◆ Written task: Quote all of the entries word for word.

◆ Location identification items:
· · · · ·
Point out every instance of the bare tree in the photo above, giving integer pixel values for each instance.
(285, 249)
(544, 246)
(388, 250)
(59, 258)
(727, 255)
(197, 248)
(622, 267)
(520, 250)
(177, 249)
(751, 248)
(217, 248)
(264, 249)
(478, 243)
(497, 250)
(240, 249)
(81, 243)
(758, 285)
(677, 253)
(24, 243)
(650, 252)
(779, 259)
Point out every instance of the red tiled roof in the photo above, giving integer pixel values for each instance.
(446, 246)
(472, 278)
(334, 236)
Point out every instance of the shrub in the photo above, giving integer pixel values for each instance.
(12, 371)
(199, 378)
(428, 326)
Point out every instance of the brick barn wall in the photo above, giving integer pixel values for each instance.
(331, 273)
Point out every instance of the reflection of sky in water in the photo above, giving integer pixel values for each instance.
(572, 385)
· · · · ·
◆ Correct result:
Point out every instance of the bare tree in the photo above, giving integer pixel values for each instance.
(285, 249)
(544, 246)
(388, 250)
(59, 258)
(727, 255)
(197, 248)
(622, 267)
(520, 250)
(177, 249)
(751, 248)
(217, 248)
(264, 249)
(478, 243)
(497, 250)
(240, 249)
(81, 243)
(758, 285)
(677, 253)
(24, 243)
(650, 252)
(779, 259)
Point out every instance of the red tiled roof in the photo above, giving integer pixel values for each instance.
(446, 246)
(472, 278)
(334, 236)
Point out every instance of the shrub in the photo above, giving integer pixel values for each instance.
(12, 371)
(199, 378)
(428, 326)
Point out every instance of the brick barn wall in the photo above, giving integer pixel values for each instance.
(331, 273)
Point out every instance of the reflection of sky in water in the photo above, giving integer pixel values for each instance.
(572, 385)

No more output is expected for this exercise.